◆ Brief ◆
Write out the following listing's lines from the one with "Exercise. Point to the black" to the one with "Exercise. Point to the bird's", exactly, with both included and no others.

—————

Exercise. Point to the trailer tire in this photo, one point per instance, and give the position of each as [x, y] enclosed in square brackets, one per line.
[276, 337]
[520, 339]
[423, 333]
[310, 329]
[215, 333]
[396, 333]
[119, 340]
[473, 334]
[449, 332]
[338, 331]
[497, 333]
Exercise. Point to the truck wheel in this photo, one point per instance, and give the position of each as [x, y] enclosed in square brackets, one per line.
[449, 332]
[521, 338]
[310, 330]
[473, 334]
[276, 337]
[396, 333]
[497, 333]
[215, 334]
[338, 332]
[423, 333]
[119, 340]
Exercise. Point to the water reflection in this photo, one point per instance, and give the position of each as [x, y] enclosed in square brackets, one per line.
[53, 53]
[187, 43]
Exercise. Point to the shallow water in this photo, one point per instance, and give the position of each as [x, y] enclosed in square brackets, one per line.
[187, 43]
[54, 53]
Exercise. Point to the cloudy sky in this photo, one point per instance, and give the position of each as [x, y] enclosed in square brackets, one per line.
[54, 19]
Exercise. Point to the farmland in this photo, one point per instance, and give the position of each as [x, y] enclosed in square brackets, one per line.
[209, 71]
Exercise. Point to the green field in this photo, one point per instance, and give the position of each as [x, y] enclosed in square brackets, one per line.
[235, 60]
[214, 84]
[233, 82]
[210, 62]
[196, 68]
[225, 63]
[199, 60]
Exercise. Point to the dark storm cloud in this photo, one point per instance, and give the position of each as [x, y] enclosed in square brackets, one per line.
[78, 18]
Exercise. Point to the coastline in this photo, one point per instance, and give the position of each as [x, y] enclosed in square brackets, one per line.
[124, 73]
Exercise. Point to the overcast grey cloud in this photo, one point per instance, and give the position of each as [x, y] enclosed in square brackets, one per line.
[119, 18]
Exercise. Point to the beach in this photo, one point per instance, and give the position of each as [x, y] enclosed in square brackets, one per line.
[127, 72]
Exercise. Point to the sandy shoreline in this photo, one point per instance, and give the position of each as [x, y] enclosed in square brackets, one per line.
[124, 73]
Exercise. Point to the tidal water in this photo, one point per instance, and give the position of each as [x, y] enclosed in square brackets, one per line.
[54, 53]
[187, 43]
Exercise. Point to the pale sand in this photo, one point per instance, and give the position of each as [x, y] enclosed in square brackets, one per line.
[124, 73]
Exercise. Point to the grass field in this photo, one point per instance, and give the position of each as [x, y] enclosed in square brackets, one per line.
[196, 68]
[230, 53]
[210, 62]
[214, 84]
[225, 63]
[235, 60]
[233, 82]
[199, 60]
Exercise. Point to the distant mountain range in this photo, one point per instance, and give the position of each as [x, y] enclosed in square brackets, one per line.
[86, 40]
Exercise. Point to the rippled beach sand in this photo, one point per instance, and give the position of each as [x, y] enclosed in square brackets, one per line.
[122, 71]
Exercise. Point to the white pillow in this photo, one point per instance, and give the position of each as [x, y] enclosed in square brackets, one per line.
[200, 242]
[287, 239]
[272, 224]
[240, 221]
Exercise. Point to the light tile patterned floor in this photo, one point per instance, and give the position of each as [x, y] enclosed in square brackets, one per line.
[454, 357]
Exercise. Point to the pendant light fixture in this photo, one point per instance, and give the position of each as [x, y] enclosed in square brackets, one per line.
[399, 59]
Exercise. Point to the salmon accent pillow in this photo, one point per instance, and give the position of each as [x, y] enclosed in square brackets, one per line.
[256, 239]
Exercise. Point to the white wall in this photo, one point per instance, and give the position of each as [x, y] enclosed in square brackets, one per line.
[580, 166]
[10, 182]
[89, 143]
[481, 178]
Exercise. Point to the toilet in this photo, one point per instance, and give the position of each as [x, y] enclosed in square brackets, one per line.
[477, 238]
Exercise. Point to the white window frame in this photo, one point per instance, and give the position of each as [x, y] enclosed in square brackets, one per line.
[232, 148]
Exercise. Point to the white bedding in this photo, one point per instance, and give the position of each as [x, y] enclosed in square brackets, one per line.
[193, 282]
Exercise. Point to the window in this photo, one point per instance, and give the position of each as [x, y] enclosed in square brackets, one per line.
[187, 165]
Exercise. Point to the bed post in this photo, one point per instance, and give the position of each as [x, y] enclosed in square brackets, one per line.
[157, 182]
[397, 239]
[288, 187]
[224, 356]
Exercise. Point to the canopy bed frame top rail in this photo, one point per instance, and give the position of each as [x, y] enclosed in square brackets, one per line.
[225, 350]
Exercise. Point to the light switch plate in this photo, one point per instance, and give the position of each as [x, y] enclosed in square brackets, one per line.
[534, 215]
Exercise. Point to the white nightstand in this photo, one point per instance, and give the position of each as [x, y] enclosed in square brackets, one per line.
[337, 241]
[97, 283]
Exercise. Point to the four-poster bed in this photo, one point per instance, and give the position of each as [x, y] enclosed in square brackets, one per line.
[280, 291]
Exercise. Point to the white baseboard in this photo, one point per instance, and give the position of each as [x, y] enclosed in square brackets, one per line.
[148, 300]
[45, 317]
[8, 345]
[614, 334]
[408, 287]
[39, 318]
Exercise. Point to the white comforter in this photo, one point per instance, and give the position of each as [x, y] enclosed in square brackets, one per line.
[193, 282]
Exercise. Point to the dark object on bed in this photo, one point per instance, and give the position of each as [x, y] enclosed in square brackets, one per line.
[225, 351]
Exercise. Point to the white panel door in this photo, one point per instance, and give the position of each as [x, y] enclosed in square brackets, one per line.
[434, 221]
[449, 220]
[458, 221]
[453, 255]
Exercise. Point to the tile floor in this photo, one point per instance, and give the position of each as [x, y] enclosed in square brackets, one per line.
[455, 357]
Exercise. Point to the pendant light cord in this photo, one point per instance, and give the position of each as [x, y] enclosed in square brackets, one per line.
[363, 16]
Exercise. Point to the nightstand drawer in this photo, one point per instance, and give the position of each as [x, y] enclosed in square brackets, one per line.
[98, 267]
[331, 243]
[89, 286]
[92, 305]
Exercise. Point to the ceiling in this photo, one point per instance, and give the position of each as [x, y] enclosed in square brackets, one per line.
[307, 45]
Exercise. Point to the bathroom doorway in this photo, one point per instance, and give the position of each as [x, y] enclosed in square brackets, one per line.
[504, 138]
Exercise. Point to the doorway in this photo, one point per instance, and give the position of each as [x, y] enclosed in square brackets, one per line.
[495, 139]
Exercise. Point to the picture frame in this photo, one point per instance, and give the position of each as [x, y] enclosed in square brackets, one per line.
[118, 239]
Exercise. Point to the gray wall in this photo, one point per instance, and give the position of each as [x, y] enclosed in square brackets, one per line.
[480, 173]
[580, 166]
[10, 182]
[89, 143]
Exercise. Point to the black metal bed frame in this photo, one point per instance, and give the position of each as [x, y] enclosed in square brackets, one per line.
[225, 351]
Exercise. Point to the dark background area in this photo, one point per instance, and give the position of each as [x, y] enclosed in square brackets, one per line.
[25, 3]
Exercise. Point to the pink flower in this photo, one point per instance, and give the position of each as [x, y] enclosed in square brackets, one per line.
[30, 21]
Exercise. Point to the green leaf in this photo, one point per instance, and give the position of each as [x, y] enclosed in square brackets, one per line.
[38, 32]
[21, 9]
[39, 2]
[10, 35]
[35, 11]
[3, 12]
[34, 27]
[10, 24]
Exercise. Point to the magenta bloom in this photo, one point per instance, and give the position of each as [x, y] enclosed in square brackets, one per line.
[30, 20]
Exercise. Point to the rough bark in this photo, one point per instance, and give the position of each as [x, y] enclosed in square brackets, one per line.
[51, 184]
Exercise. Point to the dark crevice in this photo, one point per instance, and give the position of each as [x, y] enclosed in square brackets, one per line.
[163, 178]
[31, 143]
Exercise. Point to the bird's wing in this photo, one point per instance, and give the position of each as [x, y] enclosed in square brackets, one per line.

—————

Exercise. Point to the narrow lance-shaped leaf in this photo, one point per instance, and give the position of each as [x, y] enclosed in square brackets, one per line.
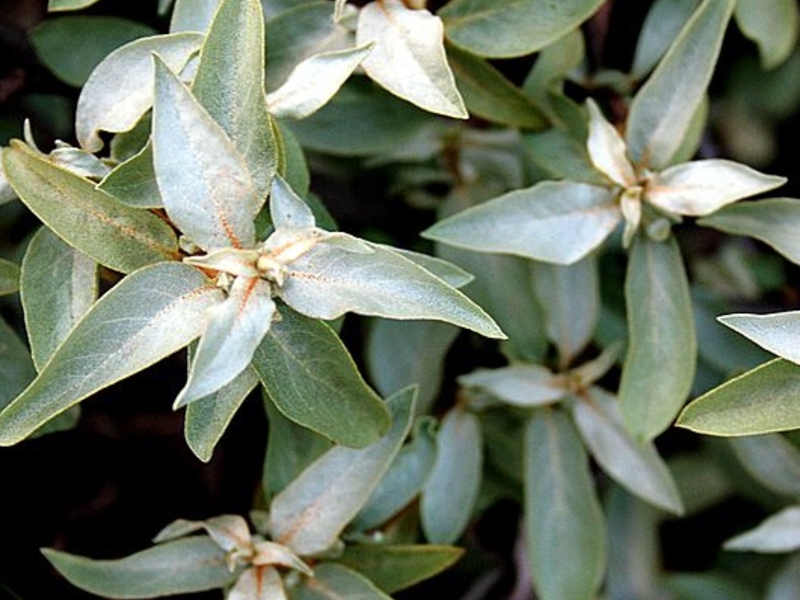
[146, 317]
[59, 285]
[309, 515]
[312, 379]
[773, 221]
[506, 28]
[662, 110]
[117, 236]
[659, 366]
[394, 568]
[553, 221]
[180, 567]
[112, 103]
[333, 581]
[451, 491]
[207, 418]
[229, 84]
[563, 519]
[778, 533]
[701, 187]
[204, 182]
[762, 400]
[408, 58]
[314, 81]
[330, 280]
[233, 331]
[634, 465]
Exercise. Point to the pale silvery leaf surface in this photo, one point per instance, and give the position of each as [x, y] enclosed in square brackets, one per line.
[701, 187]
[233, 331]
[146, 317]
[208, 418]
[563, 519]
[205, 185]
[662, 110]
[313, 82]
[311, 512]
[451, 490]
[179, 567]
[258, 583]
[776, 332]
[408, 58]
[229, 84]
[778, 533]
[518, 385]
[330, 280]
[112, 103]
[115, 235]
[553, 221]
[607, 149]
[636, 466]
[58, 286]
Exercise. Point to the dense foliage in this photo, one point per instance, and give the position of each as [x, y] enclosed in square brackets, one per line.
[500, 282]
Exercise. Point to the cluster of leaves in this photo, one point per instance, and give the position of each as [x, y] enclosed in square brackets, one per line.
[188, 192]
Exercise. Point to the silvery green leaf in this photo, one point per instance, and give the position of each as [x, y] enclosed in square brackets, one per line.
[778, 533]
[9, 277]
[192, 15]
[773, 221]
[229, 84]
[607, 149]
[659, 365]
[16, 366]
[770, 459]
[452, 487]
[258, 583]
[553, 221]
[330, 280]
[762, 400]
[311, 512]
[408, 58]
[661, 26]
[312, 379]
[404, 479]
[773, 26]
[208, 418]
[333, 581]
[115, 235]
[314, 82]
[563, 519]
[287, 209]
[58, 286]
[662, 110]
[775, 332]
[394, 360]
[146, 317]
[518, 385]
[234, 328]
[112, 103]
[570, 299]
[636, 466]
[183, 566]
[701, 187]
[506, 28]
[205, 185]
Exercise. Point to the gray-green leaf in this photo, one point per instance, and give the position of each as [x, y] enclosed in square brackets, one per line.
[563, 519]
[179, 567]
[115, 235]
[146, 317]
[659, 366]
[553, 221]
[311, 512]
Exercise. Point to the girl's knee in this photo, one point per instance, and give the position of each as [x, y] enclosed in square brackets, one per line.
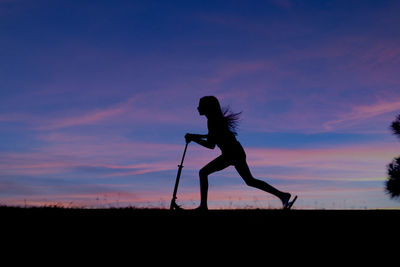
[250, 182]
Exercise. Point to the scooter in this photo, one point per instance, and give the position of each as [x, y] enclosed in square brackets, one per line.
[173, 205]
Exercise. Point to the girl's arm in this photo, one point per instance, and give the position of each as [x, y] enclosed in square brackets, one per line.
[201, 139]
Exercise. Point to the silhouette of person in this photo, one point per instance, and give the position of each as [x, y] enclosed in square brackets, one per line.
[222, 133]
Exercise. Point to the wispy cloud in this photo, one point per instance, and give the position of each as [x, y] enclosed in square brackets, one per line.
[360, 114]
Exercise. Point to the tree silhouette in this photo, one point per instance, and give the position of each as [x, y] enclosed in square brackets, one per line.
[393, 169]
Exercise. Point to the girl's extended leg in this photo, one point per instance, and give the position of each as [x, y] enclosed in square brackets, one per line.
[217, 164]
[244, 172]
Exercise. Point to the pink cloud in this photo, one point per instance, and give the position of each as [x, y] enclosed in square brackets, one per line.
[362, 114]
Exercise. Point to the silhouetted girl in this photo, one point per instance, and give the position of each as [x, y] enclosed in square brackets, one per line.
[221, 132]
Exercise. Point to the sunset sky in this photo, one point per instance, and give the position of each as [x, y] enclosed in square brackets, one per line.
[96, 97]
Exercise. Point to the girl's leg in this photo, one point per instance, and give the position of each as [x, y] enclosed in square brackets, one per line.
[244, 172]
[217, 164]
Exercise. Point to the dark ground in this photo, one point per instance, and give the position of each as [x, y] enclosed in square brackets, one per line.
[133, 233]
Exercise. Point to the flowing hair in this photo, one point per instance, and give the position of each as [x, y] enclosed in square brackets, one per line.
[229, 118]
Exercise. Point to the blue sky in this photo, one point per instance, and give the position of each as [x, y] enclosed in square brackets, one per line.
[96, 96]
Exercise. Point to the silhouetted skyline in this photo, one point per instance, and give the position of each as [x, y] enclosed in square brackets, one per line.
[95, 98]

—————

◆ Final answer ◆
Exercise. Point to the black metal bed frame in this photo, one point per instance, and give the position of each as [x, y] enclosed in square brackets, one per line.
[225, 351]
Exercise. Point to the dark background area in this photo, one point per instance, and give the position of each as [x, y] enclosed in square brackets, one per line.
[25, 3]
Exercise. Point to the pink flower in this photo, one point per instance, and give the position of each as [x, y] enclosed in square brackets, one per line.
[30, 21]
Exercise. Point to the green leaf in this photo, one point per instance, and give the position of each as [x, y] enclosed in square brackets, one per line.
[38, 32]
[21, 9]
[39, 2]
[10, 35]
[35, 11]
[3, 12]
[34, 27]
[10, 24]
Exercise. Point to the magenta bloom in this photo, one point per instance, and give the position of each as [x, y] enclosed in square brackets, one per line.
[30, 20]
Exercise. Point to the rough bark in this photo, one point per instance, and give the position of each as [x, y] enclosed in square brackets, one per line.
[51, 184]
Exercise. Point to the dark crevice in this photo, one point per instance, and give the position of each as [x, y] enclosed in square brackets, one per line.
[163, 178]
[31, 143]
Exercise. Point to the bird's wing in this photo, one point per instance, and give the position of each as [x, y] enclosed in square brackets, one per line.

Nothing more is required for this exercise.